• _TASK OBJECTIVE_
Each line from the one bearing "Return one point for each instance of the gray leggings." through the last line of the entries below should be returned exactly, with pictures left out.

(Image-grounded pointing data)

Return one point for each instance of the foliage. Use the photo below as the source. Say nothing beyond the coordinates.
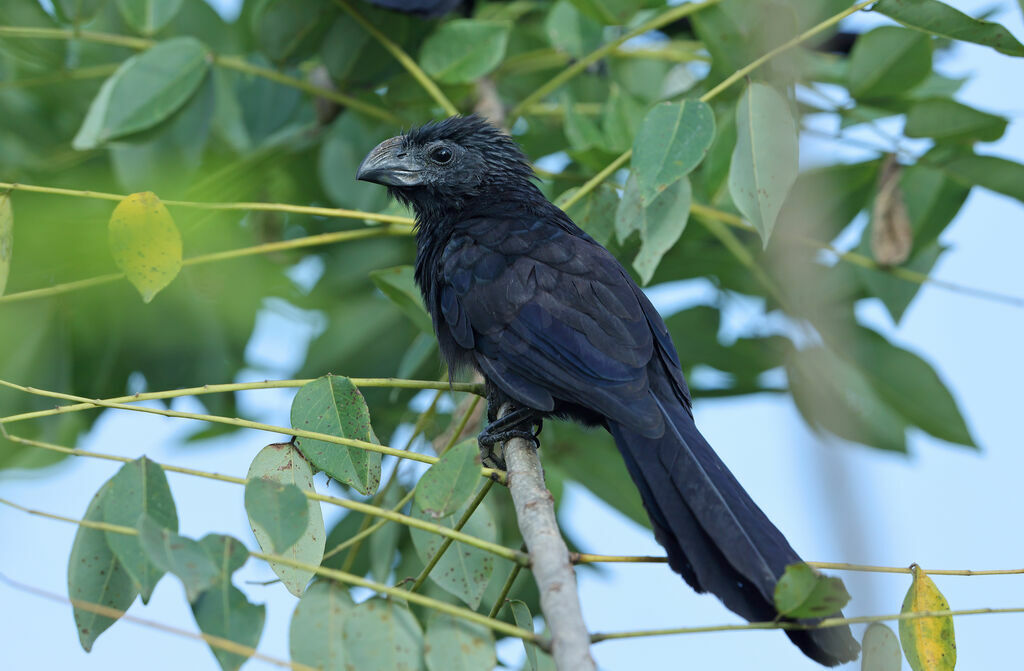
(172, 105)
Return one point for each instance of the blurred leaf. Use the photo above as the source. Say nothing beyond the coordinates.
(802, 592)
(596, 212)
(764, 162)
(179, 555)
(463, 571)
(95, 575)
(942, 119)
(672, 140)
(910, 386)
(333, 405)
(6, 239)
(399, 285)
(833, 394)
(382, 636)
(147, 16)
(524, 620)
(139, 488)
(78, 11)
(48, 54)
(284, 463)
(928, 642)
(455, 644)
(664, 221)
(291, 30)
(145, 89)
(464, 49)
(144, 243)
(880, 649)
(315, 635)
(571, 31)
(891, 235)
(1000, 175)
(279, 509)
(450, 483)
(224, 612)
(889, 60)
(938, 18)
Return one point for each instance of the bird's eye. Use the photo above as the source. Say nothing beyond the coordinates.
(441, 155)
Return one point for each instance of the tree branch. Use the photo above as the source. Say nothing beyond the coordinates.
(549, 556)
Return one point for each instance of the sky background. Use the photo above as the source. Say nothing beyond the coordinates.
(941, 506)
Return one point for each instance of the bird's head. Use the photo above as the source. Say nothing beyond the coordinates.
(452, 162)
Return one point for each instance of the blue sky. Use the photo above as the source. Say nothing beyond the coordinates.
(941, 506)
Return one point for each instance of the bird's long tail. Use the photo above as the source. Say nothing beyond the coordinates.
(716, 537)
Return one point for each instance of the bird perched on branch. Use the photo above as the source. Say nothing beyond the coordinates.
(557, 328)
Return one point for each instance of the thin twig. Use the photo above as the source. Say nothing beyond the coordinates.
(549, 556)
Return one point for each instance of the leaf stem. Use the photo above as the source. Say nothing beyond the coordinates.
(403, 58)
(578, 67)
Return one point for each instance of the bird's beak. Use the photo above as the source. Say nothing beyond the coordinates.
(389, 164)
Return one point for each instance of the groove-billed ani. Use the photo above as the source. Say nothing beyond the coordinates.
(558, 328)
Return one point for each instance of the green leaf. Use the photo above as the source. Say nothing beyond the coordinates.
(95, 575)
(144, 243)
(382, 636)
(943, 119)
(621, 119)
(147, 16)
(47, 54)
(910, 386)
(139, 488)
(672, 140)
(664, 222)
(880, 649)
(399, 285)
(455, 644)
(463, 571)
(802, 592)
(384, 541)
(451, 481)
(520, 612)
(939, 18)
(835, 395)
(224, 612)
(291, 30)
(596, 212)
(332, 405)
(315, 635)
(764, 161)
(78, 11)
(888, 61)
(6, 239)
(226, 552)
(464, 49)
(179, 555)
(570, 31)
(283, 463)
(278, 509)
(928, 642)
(1000, 175)
(146, 89)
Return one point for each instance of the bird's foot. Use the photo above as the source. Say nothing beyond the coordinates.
(510, 426)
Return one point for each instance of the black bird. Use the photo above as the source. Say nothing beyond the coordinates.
(557, 327)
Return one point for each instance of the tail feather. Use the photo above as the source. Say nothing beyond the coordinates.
(715, 535)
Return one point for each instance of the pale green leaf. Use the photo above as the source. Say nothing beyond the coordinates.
(144, 243)
(765, 160)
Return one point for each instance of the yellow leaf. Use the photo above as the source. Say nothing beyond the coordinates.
(928, 642)
(145, 244)
(6, 239)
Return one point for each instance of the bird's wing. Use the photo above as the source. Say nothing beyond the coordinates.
(550, 316)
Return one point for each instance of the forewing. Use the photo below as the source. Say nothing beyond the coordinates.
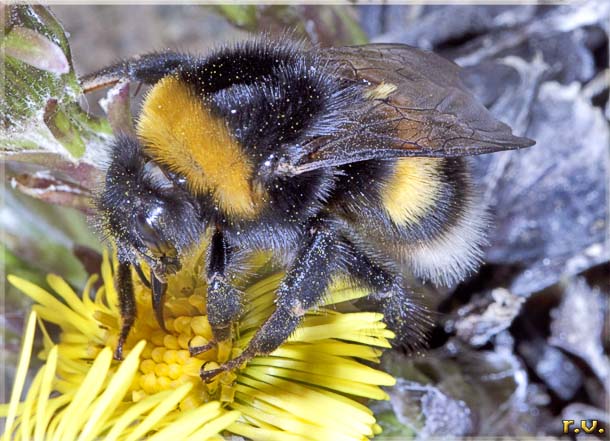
(429, 111)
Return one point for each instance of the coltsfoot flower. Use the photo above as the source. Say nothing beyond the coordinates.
(312, 387)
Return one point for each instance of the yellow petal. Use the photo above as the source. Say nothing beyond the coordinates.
(22, 370)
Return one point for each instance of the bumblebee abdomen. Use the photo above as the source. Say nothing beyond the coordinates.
(418, 214)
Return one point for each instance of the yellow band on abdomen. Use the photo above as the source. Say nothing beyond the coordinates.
(412, 190)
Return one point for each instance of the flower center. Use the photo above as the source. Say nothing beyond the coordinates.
(166, 362)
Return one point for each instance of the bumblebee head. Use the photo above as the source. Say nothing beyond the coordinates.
(147, 210)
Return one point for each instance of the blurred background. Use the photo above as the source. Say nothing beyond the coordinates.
(520, 346)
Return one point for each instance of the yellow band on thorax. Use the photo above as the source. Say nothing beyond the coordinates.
(179, 131)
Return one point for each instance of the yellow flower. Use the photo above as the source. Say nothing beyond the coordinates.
(309, 388)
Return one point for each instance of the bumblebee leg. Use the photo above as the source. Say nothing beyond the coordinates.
(223, 300)
(302, 288)
(403, 314)
(127, 305)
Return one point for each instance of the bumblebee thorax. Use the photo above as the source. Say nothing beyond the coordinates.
(179, 130)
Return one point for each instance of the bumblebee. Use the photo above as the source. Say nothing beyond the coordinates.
(341, 160)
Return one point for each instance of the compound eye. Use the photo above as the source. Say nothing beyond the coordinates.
(157, 176)
(147, 227)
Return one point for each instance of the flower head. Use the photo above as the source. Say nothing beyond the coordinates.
(306, 389)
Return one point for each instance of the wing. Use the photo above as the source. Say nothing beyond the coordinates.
(413, 104)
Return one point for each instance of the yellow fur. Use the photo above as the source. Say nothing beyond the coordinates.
(179, 131)
(412, 191)
(380, 92)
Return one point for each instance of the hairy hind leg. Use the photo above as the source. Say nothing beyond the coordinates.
(302, 289)
(403, 312)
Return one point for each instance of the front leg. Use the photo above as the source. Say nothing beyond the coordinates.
(223, 300)
(302, 288)
(127, 305)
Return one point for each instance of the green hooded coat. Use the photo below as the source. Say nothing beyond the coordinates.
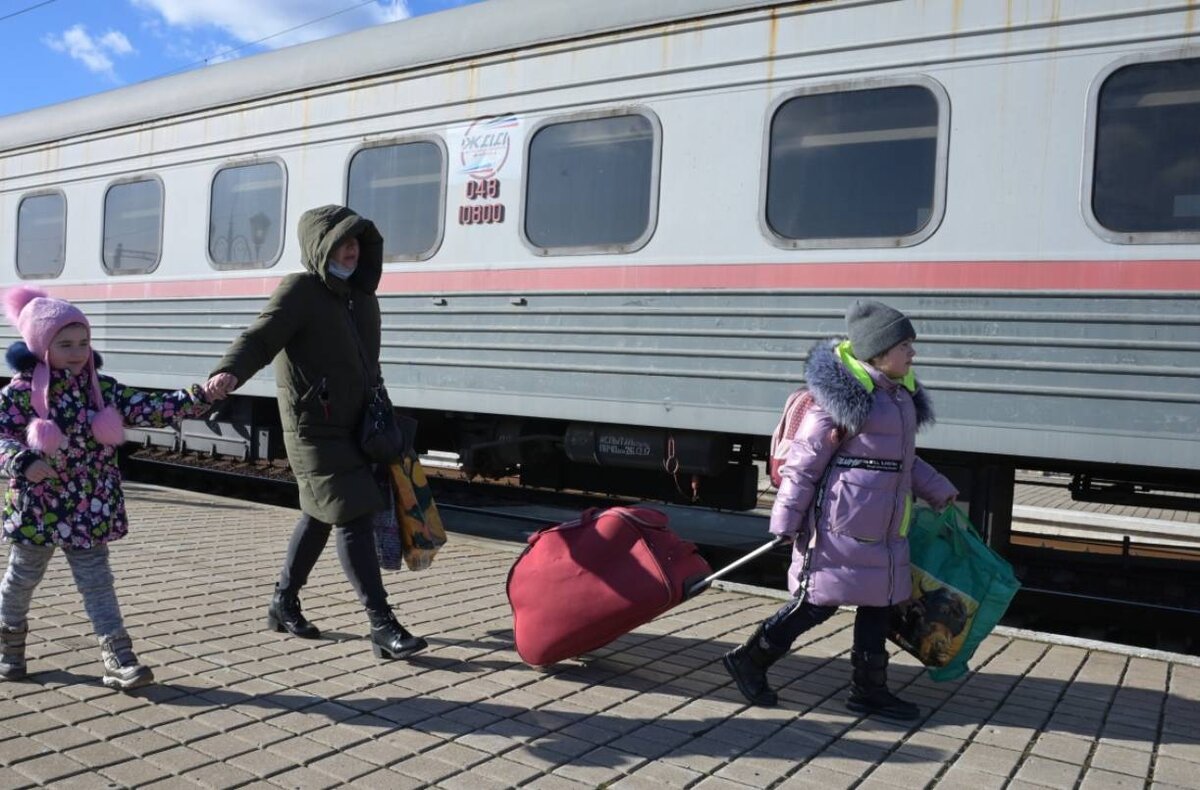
(322, 381)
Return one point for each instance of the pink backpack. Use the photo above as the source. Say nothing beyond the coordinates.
(795, 410)
(797, 405)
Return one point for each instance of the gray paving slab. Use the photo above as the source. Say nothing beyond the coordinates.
(238, 706)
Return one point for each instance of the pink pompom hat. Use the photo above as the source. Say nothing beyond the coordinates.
(39, 317)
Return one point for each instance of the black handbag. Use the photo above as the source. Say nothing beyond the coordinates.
(383, 437)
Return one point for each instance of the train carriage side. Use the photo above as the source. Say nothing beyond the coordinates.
(609, 256)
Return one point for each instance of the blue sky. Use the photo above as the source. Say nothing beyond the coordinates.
(53, 51)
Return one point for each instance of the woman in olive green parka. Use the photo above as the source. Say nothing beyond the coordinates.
(322, 329)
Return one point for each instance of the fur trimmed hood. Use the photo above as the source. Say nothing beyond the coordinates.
(843, 396)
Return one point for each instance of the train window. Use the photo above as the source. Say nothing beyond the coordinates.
(41, 235)
(246, 216)
(592, 185)
(1146, 166)
(132, 241)
(402, 189)
(856, 168)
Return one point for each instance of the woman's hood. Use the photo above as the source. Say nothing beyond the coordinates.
(322, 229)
(843, 395)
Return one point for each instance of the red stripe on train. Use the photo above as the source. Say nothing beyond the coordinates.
(937, 275)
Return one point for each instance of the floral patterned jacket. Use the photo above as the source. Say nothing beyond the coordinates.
(84, 507)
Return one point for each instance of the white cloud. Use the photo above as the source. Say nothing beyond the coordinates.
(115, 42)
(275, 19)
(93, 53)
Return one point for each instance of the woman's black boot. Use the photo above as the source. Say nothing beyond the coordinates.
(389, 639)
(869, 688)
(748, 664)
(285, 615)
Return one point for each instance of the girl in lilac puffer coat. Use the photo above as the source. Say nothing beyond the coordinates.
(845, 500)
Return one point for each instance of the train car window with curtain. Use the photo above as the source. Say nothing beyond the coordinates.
(132, 239)
(1146, 174)
(41, 235)
(246, 216)
(856, 166)
(402, 189)
(589, 185)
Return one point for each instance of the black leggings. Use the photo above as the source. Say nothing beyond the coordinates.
(797, 616)
(355, 549)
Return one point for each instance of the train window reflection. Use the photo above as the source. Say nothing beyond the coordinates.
(402, 189)
(591, 185)
(246, 216)
(857, 166)
(1146, 174)
(41, 235)
(132, 226)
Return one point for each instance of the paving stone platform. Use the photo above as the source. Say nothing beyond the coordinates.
(238, 706)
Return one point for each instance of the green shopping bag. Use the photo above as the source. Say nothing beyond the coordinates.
(960, 590)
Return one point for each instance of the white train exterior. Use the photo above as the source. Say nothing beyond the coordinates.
(616, 225)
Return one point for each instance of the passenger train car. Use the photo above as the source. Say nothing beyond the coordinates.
(615, 229)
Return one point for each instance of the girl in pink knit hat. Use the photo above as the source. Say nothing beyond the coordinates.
(60, 425)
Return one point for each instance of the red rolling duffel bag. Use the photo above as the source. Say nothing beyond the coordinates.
(582, 584)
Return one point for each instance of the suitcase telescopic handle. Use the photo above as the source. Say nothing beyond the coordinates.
(707, 581)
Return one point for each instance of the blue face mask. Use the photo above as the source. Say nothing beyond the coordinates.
(337, 271)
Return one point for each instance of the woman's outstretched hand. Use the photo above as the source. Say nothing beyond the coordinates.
(220, 385)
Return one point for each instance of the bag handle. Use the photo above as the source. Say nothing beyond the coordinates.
(707, 581)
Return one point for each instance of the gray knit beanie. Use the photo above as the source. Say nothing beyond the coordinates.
(874, 328)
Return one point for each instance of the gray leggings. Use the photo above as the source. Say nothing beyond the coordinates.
(93, 575)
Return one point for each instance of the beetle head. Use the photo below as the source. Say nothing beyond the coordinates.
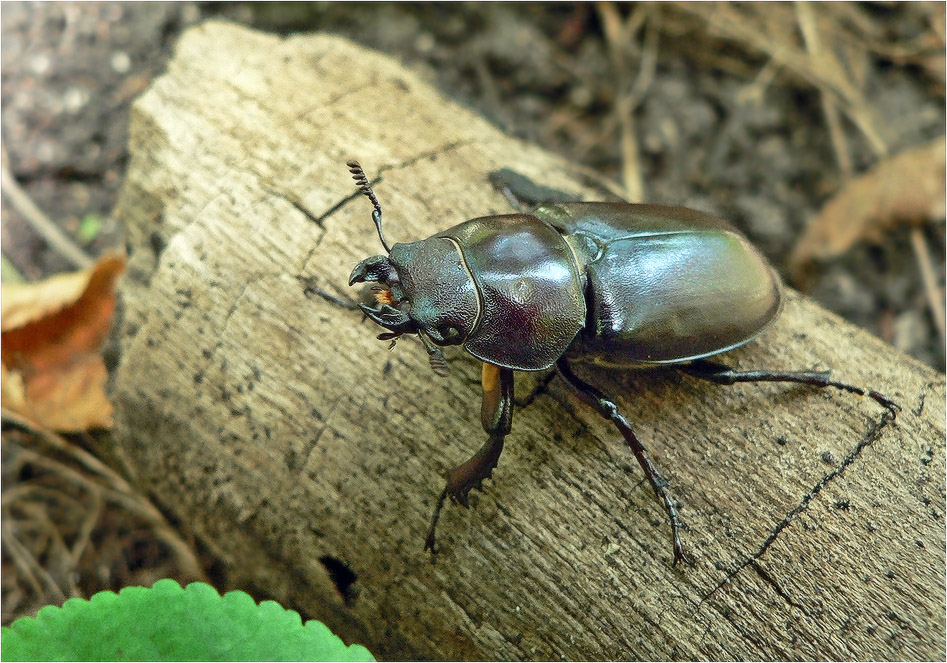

• _SOLVED EXERCISE_
Return one point for each instance of the gray leggings. Use the photo above as the source. Say nothing beyond the coordinates.
(93, 575)
Return one point for each instance of the beetle head. Use the photo below as the source. Say nothing beyond the coordinates.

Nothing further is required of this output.